* **ЗАДАЧА**
Продолжите текст о том, как российские политики воспринимают Европейский союз, начав сразу после его последнего предложения.

* **ПРИВЕДЁННЫЙ ОТРЫВОК**
Наших политиков раздражает и очевидная нацеленность Европы на последовательный отказ от силовых методов решения проблем, на пацифизм и удержание лишь в необходимых пределах собственной военной мощи. Этот отказ производит тем более раздражающее впечатление, что многие ключевые события последнего десятилетия - от неспособности российской армии решить 'чеченскую проблему' до сложностей, с которыми американцы столкнулись в Ираке, - недвусмысленно свидетельствуют об ограниченных возможностях спецслужб и вооруженных сил в современных условиях.

Европейцы поняли это гораздо раньше - в период неудачных войн за удержание колониальных владений - и потому сегодня ведут себя в отношении внешних угроз и террористической опасности гораздо более дальновидно, чем, например, Россия или Соединенные Штаты.
Наконец, серьезные 'трудности перевода' порождает европейская приверженность демократическим ценностям. Несмотря на все рассуждения о наличии в ЕС 'демократического дефицита', такой дефицит, будь он перенесен на российскую почву, показался бы явным излишеством. В рамках Европейского союза возникают политические партии, граждане ЕС получают право избирать и быть избранными в органы власти по месту проживания независимо от гражданства; важнейшие вопросы развития Европейского союза решаются на референдумах; постоянно расширяются права отдельных регионов; важнейшим принципом остается подотчетность избираемых должностных лиц и т.д.

Добавив к этому четко функционирующую судебную систему, стоящую на защите прав человека, мы получаем структуру, едва ли способную напомнить российским политикам вожделенную 'управляемую демократию'.

* **ПРЕДОСТАВЛЕННЫЕ МАТЕРИАЛЫ**
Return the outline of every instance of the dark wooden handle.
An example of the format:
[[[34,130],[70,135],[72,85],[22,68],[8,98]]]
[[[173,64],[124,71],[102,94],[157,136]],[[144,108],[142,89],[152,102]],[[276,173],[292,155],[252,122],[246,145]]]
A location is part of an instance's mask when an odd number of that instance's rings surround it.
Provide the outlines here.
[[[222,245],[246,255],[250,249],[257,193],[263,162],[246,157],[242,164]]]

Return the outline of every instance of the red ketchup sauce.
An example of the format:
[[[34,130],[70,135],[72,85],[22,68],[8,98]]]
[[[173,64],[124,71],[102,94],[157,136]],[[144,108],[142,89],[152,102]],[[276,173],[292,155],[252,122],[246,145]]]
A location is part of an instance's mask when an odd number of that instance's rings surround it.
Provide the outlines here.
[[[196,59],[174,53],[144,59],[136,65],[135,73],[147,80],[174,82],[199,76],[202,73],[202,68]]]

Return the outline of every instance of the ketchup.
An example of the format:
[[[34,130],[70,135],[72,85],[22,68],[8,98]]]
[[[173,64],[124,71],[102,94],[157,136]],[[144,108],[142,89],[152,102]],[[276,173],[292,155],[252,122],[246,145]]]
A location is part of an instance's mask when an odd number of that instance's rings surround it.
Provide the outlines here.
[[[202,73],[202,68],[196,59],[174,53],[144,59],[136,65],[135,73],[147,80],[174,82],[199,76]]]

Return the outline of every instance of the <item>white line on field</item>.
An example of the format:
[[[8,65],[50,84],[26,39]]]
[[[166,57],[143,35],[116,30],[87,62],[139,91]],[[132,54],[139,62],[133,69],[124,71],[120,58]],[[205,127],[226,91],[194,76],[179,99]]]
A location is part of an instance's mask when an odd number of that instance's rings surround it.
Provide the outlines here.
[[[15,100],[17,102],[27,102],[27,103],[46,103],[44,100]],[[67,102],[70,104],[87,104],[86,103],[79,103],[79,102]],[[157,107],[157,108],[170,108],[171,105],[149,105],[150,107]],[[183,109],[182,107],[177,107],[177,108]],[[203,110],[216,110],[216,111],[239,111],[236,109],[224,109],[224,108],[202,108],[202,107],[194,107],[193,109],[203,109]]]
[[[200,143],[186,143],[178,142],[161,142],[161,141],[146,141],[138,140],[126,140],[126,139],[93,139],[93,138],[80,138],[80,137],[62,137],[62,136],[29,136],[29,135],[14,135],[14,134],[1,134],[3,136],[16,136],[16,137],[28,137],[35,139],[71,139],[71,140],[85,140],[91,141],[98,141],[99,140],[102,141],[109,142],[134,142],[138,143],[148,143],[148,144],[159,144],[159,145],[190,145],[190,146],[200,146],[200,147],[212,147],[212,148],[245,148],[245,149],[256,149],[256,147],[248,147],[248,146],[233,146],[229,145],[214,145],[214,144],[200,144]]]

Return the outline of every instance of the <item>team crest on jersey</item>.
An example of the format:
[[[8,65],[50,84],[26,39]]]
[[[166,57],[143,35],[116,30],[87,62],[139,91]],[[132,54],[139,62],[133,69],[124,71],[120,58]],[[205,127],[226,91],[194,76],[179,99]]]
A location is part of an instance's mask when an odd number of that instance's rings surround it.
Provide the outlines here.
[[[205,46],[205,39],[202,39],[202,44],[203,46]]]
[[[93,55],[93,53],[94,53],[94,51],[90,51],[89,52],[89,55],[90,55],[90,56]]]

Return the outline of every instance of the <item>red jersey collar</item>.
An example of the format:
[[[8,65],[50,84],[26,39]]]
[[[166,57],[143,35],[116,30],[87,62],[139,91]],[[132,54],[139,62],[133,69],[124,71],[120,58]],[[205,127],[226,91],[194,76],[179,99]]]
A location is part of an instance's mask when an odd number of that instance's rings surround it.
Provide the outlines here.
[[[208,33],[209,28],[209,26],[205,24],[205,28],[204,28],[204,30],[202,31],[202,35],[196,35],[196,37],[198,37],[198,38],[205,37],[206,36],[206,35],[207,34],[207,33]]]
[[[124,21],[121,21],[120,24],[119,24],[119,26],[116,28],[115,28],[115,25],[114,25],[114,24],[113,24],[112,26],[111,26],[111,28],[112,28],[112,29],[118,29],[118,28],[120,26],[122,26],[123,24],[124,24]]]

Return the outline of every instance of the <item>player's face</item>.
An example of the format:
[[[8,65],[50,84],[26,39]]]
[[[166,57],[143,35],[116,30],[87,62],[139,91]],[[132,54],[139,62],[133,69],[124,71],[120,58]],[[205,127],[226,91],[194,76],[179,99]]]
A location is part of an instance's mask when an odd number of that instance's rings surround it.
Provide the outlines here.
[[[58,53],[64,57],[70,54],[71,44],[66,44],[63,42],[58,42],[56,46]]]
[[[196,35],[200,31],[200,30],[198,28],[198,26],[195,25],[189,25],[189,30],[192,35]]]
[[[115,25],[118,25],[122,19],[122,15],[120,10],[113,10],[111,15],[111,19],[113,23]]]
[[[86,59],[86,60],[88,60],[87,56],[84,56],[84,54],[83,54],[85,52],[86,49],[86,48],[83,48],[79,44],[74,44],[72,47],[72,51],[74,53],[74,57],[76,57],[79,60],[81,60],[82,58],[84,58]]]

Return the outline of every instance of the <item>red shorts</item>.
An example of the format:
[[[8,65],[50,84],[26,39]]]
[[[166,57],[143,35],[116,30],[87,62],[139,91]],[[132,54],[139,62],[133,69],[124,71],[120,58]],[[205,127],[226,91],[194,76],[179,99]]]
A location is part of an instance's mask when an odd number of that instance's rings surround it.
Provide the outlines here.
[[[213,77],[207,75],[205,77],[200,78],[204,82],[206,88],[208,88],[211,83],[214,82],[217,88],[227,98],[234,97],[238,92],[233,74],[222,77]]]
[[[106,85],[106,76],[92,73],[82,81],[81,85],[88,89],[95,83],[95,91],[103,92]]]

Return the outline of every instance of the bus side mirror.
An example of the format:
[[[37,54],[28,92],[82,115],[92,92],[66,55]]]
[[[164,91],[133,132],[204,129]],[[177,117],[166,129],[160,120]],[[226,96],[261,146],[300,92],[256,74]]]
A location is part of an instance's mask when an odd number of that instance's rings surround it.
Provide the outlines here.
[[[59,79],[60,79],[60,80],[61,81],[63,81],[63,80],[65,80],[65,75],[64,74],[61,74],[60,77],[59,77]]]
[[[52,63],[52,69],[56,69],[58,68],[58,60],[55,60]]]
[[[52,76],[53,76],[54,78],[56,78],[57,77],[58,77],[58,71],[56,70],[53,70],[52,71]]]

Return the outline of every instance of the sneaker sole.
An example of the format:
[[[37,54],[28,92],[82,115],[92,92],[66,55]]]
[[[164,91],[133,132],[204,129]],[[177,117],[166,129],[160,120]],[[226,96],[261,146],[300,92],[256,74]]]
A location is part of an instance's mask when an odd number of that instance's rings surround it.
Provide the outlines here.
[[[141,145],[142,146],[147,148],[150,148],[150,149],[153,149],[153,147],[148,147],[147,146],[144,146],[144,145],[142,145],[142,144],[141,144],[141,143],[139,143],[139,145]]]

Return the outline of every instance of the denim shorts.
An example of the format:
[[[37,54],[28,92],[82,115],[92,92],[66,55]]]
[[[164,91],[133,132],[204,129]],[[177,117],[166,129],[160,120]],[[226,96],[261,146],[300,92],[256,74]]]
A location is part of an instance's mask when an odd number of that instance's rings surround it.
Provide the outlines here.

* **РЕЗУЛЬТАТ**
Однако, какое бы отношение к Европе ни складывалось у российского политического класса, важным фактором становится восприятие Европы нашими согражданами, не имеющими к этому классу никакого отношения. В последние годы, несмотря на многочисленные факты, свидетельствующие об укреплении военной мощи и геополитического влияния США, эксперты и политологи все настойчивее говорят о появлении некоего 'европейского идеала', способного затмить пресловутую 'американскую мечту'. На протяжении десятилетий Америка оставалась символом инициативы и настойчивости, предприимчивости и смелости; в ней воплощалось поистине универсальное стремление людей к индивидуальной свободе. В то же время к американским ценностям никогда не относились общественная солидарность и глубокая социальная интеграция.

Соединенные Штаты оставались обществом, в котором люди искали индивидуального успеха, - и это всегда (а в последние годы в особенности) отличало их от Европы.
Теперь положение меняется, причем радикально. С развитием интеграционного процесса европейская социальная модель становится все привлекательнее для народов мира. В противоположность американцам, европейцы не навязывают своих принципов другим странам; они просто четко определяют эти принципы и делают их соблюдение предварительным условием для интеграции той или иной страны в европейское сообщество.

При этом включение новых стран в 'большую Европу' - и это прекрасно видно на примере Испании, Португалии и Греции - несет очевидные выгоды населению этих государств.
По сути, Европа изобрела механизм навязывания своих правил другим странам не через давление на них, а через мобилизацию их граждан, которые начинают понимать предпочтительность перераспределения части суверенитета от собственного правительства в пользу европейских институтов. Эта модель несет явную угрозу традиционному суверенитету сопредельных государств и пока еще, возможно, не вполне осознанно воспринимается российским руководством как серьезная политическая опасность.
В последние годы Россия сполна ощутила на себе политическую мощь объединенной Европы. Ради членства в европейских институтах (причем далеко не самых важных) ей пришлось изменить многие законодательные нормы; вступление в ЕС бывших советских сателлитов серьезно затронуло ее экономические интересы; появление в Европейском союзе прибалтийских республик СССР практически изолировало Калининградскую область от остальной территории страны. С учетом сохраняющейся перспективы вступления Турции в ЕС можно утверждать, что Россия в европейской своей части оказалась 'окружена' Европейским союзом, который фактически стал важнейшим партнером Российской Федерации не только в экономической, но и в политической сфере. 'Многополюсность' в Европе стала мифом.

В него верят, похоже, только в Кремле.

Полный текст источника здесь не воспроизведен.